» **WRITTEN EXERCISE A**
Report every line of the listing below that contains the word "pole", treating uppercase and lowercase as different.

» **PASSAGE GIVEN**
####
Couldn’t Never Figure Out How to Love: When a Rebel Breaks the Chain

What makes Jesus one of the great moral teachers, right up there with Gandhi and […]

CJ Green / 6.28.17

What makes Jesus one of the great moral teachers, right up there with Gandhi and MLK, even to atheists and agnostics, is that love was of utmost importance to him. On the night of his betrayal, he spoke to a small group of his most trusted followers: “A new commandment I give you: Love one another. As I have loved you, so also you must love one another” (Jn 13:34). He was just hours away from being handed over to the authorities and crucified, and love was his final word, his plea, spoken with great urgency.

The trouble is that this commandment, in practice, is just like the others, though it supersedes them: it’s just words. It’s an injunction to love, but not a game plan for how, nor is it an enabling force. We read Jesus’ words and are left not so different than we would be if we saw “LOVE” tagged on the back of a road sign. We all know it’s important but don’t always know what it is, or how to get it, or how to share it.

Was it love or not-love that dropped atomic bombs in 1945? Was it love or not-love that led Saul to slaughter the Amalekites in God’s name? What about hellfire preachers, speaking with hate but hoping to save people from the eternal pit? On Monday, over at Brain Pickings, Maria Popova posted an excerpt from You Are Not the Target, by Laura Huxley (wife of the beloved Aldous). I have since discovered that Huxley’s book (from 1963) was a trailblazer in self-help. It’s an unlikely source — my favorite kind — yet what she writes here is true:

Total love has been recommended for centuries as the total panacea: obviously true, obviously unattainable. Theoretically we all know that total love is the solution to all our problems, but in practice most of us behave most of the time as if this truth has never been discovered.

Whenever love is outweighed by not-love the organism is in trouble. Not-love may be brought about by the wrong inflection in a voice today, or by a nutritional shortage which began years ago. It may be the result of a sexual relationship with a companion whose chemistry does not blend with ours, or with one whose chemical affinity is harmonious with ours but whose mental and emotional being is inharmonious.
####
(Dataset excerpts on object pointing)
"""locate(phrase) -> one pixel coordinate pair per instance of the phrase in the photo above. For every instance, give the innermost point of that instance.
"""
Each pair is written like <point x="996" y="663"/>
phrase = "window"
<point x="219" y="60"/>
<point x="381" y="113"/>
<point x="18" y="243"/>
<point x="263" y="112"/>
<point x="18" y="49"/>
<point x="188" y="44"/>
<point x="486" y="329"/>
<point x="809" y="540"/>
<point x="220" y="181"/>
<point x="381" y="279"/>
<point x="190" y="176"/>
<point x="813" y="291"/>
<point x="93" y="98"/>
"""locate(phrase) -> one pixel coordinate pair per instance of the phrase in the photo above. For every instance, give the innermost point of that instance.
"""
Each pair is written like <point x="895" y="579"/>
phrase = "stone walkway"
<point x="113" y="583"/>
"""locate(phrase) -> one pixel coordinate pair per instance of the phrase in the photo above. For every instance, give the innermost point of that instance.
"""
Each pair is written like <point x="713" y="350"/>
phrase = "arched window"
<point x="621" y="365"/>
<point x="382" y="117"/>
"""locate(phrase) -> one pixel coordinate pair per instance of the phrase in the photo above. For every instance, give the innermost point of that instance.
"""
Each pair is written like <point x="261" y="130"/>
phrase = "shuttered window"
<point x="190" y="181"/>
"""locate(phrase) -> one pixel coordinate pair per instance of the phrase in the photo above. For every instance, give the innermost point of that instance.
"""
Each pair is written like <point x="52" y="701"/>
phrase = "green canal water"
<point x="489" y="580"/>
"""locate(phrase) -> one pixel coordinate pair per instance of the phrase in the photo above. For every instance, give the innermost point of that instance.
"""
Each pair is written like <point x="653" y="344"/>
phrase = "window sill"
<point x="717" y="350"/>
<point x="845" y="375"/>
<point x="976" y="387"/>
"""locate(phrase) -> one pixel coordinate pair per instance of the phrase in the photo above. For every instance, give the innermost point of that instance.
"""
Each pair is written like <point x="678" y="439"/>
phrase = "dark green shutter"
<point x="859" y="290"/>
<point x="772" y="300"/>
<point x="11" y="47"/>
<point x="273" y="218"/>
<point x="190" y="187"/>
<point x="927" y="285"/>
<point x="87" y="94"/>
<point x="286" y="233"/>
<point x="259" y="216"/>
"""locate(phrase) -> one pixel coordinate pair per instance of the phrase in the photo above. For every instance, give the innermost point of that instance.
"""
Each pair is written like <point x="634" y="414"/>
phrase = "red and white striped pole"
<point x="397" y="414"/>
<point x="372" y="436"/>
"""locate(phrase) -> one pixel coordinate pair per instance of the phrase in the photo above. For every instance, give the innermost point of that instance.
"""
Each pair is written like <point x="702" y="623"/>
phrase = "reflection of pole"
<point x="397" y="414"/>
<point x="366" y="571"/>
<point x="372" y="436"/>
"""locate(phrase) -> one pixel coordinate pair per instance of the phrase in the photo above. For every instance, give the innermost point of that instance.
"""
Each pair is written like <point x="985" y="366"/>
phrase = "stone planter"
####
» **WRITTEN EXERCISE B**
Translate this sentence from the essay on love into Spanish: "Whenever love is outweighed by not-love the organism is in trouble."

» **FULL ANSWER A**
phrase = "red and white striped pole"
phrase = "reflection of pole"

» **FULL ANSWER B**
Siempre que el amor queda superado por el no-amor, el organismo está en apuros.